TEXT SEGMENT —
····················

Who can possibily fail to see what’s attractive about a community of spunky homes where pets are allowed, class is just a 5-minute walk away and rent is an astonishingly low $130 a month? And given the context of a drab Irvine where every other apartment and townhouse
complex is just about identitical in its unattractive uniformity, right down to the outrageous rent, IMW is a streak of brilliant rainbow on a canvas of pre-planned grey. And it’s certainly color on the cheap, on the very cheap. In a way, IMW is too good to be true, and as in most
things in life that are too good to be true, it’s about to be taken away – and in this case – fittingly so. Unfortunately, on a campus straining to reach 30,000 students over the next decade, it is an inevitability – and brute reality – that prime real estate like the approximately 5 acres IMW rests on will be needed for legitimate building and expansion.

····················

MATERIAL FOR THE TASK —

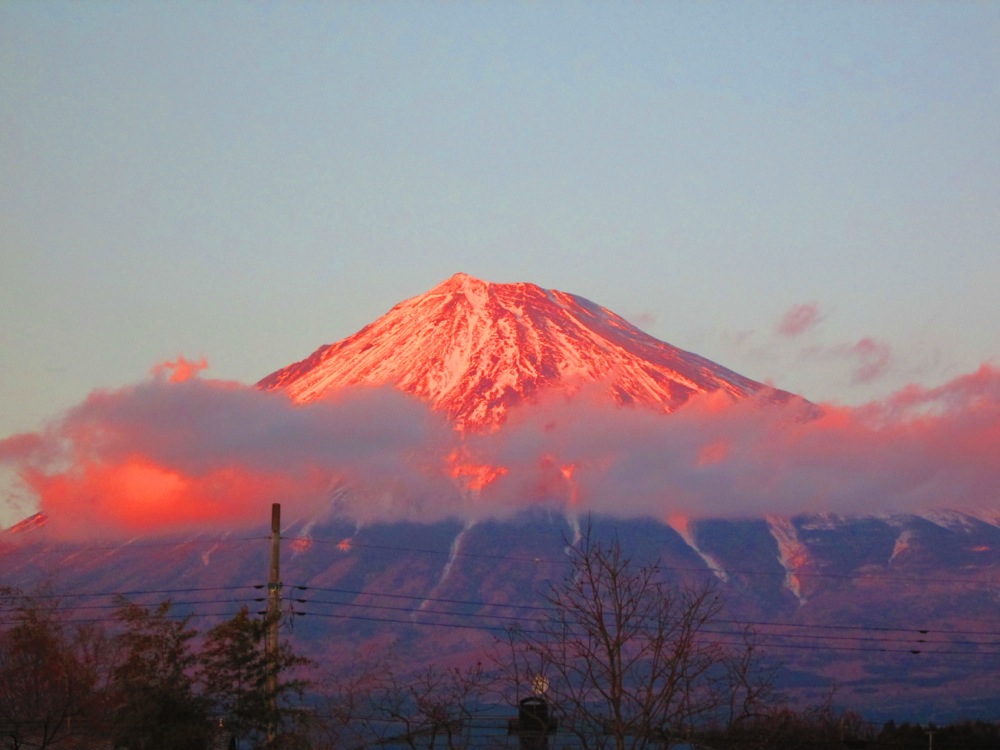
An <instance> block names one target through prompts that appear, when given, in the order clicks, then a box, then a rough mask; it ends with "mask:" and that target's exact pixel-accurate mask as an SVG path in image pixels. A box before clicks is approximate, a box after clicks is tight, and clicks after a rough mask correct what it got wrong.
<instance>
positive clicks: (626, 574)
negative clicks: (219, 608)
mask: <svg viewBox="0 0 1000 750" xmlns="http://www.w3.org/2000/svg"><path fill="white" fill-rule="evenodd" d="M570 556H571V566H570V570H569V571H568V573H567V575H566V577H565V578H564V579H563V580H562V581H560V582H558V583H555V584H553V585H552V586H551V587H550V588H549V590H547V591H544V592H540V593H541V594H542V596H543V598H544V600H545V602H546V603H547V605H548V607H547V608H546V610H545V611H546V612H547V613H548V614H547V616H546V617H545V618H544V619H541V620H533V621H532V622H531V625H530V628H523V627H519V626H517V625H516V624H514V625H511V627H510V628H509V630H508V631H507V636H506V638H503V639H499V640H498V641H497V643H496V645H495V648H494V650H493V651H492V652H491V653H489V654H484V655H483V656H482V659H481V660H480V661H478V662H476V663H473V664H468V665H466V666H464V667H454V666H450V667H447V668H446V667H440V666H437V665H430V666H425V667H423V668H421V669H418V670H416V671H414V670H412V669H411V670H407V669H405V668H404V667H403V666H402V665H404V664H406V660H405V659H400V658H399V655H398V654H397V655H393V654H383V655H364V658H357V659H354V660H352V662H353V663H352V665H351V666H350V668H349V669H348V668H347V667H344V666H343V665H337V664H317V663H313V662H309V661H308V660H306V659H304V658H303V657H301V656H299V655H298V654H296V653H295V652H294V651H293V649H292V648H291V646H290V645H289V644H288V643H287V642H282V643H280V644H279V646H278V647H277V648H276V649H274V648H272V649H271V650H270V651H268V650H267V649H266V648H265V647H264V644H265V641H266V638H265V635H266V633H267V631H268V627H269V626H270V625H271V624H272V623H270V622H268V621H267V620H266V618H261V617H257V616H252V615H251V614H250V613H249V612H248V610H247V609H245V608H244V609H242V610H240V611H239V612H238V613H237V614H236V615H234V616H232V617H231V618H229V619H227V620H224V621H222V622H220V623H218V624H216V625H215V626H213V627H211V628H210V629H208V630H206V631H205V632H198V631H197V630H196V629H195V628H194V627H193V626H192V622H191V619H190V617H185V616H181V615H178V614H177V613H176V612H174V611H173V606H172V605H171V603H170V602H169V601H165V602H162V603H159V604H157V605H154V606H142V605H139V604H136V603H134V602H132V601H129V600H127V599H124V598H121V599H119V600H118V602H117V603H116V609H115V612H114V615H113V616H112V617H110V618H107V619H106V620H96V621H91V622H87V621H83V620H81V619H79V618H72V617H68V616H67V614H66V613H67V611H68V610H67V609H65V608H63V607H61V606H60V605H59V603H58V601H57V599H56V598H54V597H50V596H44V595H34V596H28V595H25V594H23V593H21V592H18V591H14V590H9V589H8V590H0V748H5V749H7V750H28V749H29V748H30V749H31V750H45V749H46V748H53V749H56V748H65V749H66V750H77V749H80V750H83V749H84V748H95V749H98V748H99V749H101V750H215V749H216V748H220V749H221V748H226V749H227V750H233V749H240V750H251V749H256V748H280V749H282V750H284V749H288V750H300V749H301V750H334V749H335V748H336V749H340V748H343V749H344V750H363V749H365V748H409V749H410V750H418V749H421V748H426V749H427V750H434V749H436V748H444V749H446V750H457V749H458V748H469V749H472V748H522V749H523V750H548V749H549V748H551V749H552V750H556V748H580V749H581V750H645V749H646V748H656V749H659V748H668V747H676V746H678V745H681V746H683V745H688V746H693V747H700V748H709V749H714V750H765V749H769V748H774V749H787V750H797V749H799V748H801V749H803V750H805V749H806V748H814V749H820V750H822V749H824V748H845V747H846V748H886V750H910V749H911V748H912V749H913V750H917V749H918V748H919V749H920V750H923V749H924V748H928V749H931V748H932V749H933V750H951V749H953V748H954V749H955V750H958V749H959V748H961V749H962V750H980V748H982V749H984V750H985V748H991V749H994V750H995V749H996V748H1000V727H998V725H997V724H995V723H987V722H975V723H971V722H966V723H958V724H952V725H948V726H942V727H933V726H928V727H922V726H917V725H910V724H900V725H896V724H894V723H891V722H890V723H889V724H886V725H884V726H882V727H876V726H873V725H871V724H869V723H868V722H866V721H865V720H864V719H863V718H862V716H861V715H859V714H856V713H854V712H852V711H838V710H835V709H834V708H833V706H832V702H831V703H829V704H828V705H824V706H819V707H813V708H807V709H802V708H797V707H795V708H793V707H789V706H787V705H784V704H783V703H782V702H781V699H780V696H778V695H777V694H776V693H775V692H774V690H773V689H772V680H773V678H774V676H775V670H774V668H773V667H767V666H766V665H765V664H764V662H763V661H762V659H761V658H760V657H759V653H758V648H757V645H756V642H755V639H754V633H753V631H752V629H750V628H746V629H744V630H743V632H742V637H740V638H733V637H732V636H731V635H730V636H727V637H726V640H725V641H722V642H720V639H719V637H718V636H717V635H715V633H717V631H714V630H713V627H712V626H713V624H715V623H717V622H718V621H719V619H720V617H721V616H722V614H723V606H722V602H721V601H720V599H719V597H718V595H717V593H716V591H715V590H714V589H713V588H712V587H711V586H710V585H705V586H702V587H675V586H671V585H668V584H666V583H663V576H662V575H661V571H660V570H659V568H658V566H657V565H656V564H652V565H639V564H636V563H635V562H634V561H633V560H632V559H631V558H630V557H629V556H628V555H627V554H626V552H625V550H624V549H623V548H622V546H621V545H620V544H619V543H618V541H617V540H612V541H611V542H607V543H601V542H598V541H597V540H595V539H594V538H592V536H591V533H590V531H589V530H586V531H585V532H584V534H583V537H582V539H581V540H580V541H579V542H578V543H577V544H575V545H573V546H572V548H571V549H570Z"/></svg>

····················

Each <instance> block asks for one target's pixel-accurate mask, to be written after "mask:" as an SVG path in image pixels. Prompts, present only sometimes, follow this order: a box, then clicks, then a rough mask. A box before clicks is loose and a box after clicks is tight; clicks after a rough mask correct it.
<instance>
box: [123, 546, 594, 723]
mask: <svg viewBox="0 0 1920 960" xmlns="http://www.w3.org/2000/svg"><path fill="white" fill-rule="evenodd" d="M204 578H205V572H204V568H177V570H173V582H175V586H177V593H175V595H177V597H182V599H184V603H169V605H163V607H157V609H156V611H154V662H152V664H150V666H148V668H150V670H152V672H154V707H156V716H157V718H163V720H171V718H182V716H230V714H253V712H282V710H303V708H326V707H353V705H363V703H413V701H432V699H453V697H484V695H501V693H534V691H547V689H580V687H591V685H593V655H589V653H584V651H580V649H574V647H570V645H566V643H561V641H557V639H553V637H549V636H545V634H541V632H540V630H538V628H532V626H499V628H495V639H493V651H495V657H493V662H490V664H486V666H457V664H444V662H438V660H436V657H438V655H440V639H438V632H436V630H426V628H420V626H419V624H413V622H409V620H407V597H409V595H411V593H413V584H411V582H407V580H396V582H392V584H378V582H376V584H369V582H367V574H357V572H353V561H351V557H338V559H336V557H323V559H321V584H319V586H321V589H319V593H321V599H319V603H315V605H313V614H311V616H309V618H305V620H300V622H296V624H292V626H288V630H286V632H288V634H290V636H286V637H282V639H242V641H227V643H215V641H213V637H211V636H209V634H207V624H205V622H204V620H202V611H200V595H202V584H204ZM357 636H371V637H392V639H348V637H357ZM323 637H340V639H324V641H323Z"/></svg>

····················

ACTIONS TO TAKE —
**a.** Rewrite the records as a numbered list, from the line containing "Each <instance> block" down through the line containing "box: [123, 546, 594, 723]", dropping any blank lines.
**b.** Continue the piece about the IMW housing community from its last sentence.

ANSWERS TO THE PROBLEMS —
**a.**
1. Each <instance> block asks for one target's pixel-accurate mask, to be written after "mask:" as an SVG path in image pixels. Prompts, present only sometimes, follow this order: a box, then clicks, then a rough mask. A box before clicks is loose and a box after clicks is tight; clicks after a rough mask correct it.
2. <instance>
3. box: [123, 546, 594, 723]

**b.**
IMW has never been factored in as a part of UCI’s Long Range Development Plan, and a trailer park housing a modest 110 people, no matter how distinct and attractive, should not impede the construction of everything from new buildings to parking structures to new student housing complexes to parking lots. The four to five hundred parking spaces that will result from IMW’s demolition cannot be dismissed as irrelevant to UCI student’s parking needs-they are a truly precious few spaces that will be all the more necessary when a new physical sciences building is erected over parking lot 12A in the near future. The parking lot that will replace IMW is not a self-contained parking lot that should be evaluated on its own merits within the context of now; it must be evaluated within the context of an ever-expanding UCI, a university frought with a slew of future needs that will continue to grow with certainty.
That doesn’t mean the university should turn its back on the 110 IMW residents who will be losing their homes for the sake of growth.
The actions that the university has taken, including the recent e-mail scare tactics and failure to suggest any possibility for compensation for the 110 IMW residents that will be affected by the university’s decision, must be compensated for their loss, and must be compensated completely.